======== Text ========
Wednesday, October 28, 2015

Encounter with Wildlife

As I have mentioned earlier, we were early for fall colours this year, maybe only 20% of the trees changed, if that. The Bat Lake Trail was a great hike in the morning and we drove afterwards along Highway 60 to Whitney for lunch at the Mad Musher. On the way back we got stupid lucky, a moose cow and her calf were eating by the side of the road, this makes up for the lousy fall colours.

We weren't the only ones there, my guess there was about 60 to 80 people on the side of the road as well trying to get a shot of the moose. I like to think I'm a decent photographer but I've never shot wildlife either in a controlled environment (zoo) or out in the wild in this case before. My two concerns were one, get something decent because chances me getting anything like this will be slim to none and more importantly have an exit strategy. While the momma moose seemed comfortable around humans we're still talking a 1000 lb animal that can do some serious damage if it felt threatened.

My big concern wasn't my friends, we know better, it's the 80 or so other people who may or may not have a clue how to behave near a wild animal.  All it takes is one village idiot to press his/her luck and we got an angry moose charging on us. Thankfully people knew better and we all got an experience of a lifetime except for the regulars who shoot wildlife photography, it's just another weekend in the park for them.
======== Available data ========
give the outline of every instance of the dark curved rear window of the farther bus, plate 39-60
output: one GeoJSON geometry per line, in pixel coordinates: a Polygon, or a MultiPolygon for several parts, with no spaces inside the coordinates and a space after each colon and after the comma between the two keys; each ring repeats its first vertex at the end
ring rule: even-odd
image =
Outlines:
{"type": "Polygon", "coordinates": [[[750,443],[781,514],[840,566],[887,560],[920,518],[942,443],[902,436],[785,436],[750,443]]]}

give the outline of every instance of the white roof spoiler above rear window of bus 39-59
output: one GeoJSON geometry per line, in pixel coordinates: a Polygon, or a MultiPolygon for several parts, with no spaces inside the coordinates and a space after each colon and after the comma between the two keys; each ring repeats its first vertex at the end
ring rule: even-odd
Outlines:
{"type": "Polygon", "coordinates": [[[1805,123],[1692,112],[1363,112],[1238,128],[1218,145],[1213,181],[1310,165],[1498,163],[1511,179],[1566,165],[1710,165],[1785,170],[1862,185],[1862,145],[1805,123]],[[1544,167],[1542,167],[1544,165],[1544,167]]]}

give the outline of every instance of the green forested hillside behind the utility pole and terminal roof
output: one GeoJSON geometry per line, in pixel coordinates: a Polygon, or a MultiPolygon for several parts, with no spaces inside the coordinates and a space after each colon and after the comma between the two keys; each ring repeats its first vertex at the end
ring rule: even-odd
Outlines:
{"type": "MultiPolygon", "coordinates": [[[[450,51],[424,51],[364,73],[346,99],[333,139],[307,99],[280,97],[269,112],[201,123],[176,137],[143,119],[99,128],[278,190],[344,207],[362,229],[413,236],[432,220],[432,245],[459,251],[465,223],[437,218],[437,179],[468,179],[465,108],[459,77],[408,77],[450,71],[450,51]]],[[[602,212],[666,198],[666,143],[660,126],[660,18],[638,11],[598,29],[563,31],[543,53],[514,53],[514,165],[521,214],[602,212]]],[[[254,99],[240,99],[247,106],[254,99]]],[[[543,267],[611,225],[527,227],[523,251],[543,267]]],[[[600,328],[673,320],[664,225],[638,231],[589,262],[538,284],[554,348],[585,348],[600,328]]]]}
========
Copy the wildlife encounter post in full, word for word. This material stands apart from the wildlife encounter post.

Wednesday, October 28, 2015

Encounter with Wildlife

As I have mentioned earlier, we were early for fall colours this year, maybe only 20% of the trees changed, if that. The Bat Lake Trail was a great hike in the morning and we drove afterwards along Highway 60 to Whitney for lunch at the Mad Musher. On the way back we got stupid lucky, a moose cow and her calf were eating by the side of the road, this makes up for the lousy fall colours.

We weren't the only ones there, my guess there was about 60 to 80 people on the side of the road as well trying to get a shot of the moose. I like to think I'm a decent photographer but I've never shot wildlife either in a controlled environment (zoo) or out in the wild in this case before. My two concerns were one, get something decent because chances me getting anything like this will be slim to none and more importantly have an exit strategy. While the momma moose seemed comfortable around humans we're still talking a 1000 lb animal that can do some serious damage if it felt threatened.

My big concern wasn't my friends, we know better, it's the 80 or so other people who may or may not have a clue how to behave near a wild animal.  All it takes is one village idiot to press his/her luck and we got an angry moose charging on us. Thankfully people knew better and we all got an experience of a lifetime except for the regulars who shoot wildlife photography, it's just another weekend in the park for them.